■ Point annotations for photos:
-- begin --
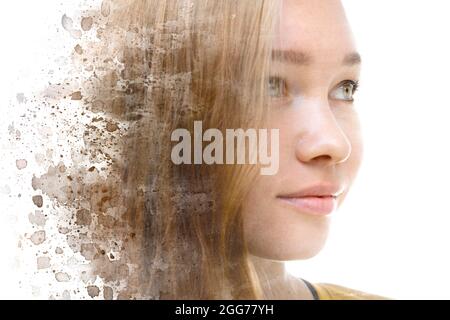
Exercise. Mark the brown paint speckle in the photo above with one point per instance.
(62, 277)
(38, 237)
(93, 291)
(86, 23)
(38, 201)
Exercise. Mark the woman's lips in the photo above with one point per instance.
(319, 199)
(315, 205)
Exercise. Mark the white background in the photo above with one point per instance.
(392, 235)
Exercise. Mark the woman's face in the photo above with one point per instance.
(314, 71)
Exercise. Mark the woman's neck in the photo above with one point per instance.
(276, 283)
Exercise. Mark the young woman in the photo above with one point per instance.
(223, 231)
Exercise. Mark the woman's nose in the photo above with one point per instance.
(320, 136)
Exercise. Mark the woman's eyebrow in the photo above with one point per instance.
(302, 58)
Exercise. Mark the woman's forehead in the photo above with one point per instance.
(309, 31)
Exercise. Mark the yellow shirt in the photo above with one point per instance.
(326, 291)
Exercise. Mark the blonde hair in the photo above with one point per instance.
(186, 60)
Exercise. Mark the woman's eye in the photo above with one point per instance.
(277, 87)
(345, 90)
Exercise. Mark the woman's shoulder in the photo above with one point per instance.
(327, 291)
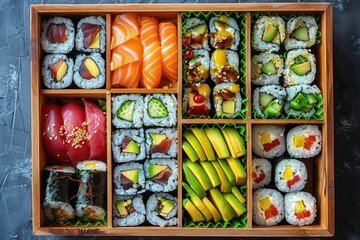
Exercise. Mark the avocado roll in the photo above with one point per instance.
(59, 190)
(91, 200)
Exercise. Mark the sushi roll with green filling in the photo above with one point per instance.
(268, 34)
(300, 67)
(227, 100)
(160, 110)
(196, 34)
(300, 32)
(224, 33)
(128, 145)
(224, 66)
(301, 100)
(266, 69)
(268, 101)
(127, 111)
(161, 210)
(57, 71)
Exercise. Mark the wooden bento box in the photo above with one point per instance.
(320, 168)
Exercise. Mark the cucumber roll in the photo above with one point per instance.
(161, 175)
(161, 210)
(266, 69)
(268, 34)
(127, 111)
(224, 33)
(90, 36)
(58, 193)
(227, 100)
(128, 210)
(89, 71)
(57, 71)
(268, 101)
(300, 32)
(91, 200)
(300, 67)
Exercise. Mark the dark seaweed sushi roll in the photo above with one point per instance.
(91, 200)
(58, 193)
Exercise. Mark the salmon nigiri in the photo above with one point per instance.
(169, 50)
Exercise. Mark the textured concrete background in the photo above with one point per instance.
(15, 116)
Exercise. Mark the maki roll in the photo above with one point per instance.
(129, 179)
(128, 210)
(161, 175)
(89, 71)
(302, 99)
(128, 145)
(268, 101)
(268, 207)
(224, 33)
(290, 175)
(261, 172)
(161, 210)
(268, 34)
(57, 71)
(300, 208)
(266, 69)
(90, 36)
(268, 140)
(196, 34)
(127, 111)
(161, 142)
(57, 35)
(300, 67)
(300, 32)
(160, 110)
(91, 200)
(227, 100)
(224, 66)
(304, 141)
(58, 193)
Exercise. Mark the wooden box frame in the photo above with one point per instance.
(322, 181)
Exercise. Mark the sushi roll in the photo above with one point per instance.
-- end --
■ Written task: Write out every line above exactly as it is, leaving out the pictures.

■ Written response:
Exercise. Mark the brown paint speckle in the photo above with one point per instance.
(62, 277)
(38, 237)
(93, 291)
(86, 23)
(38, 201)
Exercise. Mark the woman's lips in the photo above with one point per instance.
(319, 199)
(315, 205)
Exercise. Mark the white background in the photo above with one point per instance.
(392, 235)
Exercise. Mark the woman's face in the photo above with one point per instance.
(314, 71)
Exercise. Mark the woman's neck in the photo above with one point per instance.
(276, 283)
Exercise. Mark the young woman in the photo above with one point per instance.
(223, 231)
Exercise. Mark the woman's nose in the photo above with one point per instance.
(320, 136)
Exercise. Mark the woman's eyebrow in the photo above with one point per instance.
(302, 58)
Exercise. Mark the woman's forehead in the photo above with one point per instance.
(309, 31)
Exercise. Mark the yellow shirt in the photo above with one point per instance.
(326, 291)
Exercise. Mark the blonde hair in the photo above with one point per instance.
(186, 60)
Exercise. Mark the woman's eye in the photo above with one point per instance.
(277, 87)
(345, 90)
Exercise. Mark the woman's shoulder in the photo above with one point per instance.
(327, 291)
Exercise. Mark the avocado roll in the photo above with one point per instance.
(59, 190)
(91, 200)
Exercise. Mark the sushi roll with green filling in the photo above with one point per instance.
(268, 34)
(300, 67)
(227, 100)
(160, 110)
(196, 34)
(300, 32)
(224, 33)
(128, 145)
(224, 66)
(301, 100)
(266, 69)
(268, 101)
(127, 111)
(161, 210)
(57, 71)
Exercise. Mark the wooden bento box in the photo above with one point per instance.
(320, 168)
Exercise. Mark the cucumber roll in the photo above with one point per instance.
(161, 175)
(161, 210)
(266, 69)
(268, 34)
(127, 111)
(224, 33)
(90, 36)
(58, 193)
(227, 100)
(128, 210)
(89, 71)
(57, 71)
(268, 101)
(300, 32)
(91, 200)
(300, 67)
Exercise. Mark the dark seaweed sushi roll in the photo above with one point per instance.
(91, 200)
(58, 193)
Exercise. Mark the salmon nigiri in the photo above with one point per instance.
(169, 50)
Exercise. Mark the textured concrete background in the photo above with one point per instance.
(15, 116)
Exercise. Mark the maki roll in the photo above with one point per instance.
(129, 179)
(128, 210)
(161, 175)
(89, 71)
(302, 99)
(128, 145)
(268, 101)
(268, 207)
(224, 33)
(290, 175)
(261, 172)
(161, 210)
(268, 34)
(57, 71)
(300, 208)
(266, 69)
(90, 36)
(268, 140)
(196, 34)
(127, 111)
(161, 142)
(57, 35)
(300, 67)
(300, 32)
(160, 110)
(91, 200)
(227, 100)
(224, 66)
(304, 141)
(58, 193)
Exercise. Mark the wooden box frame in the photo above with one point per instance.
(322, 181)
Exercise. Mark the sushi roll in the photo above with one point per instance.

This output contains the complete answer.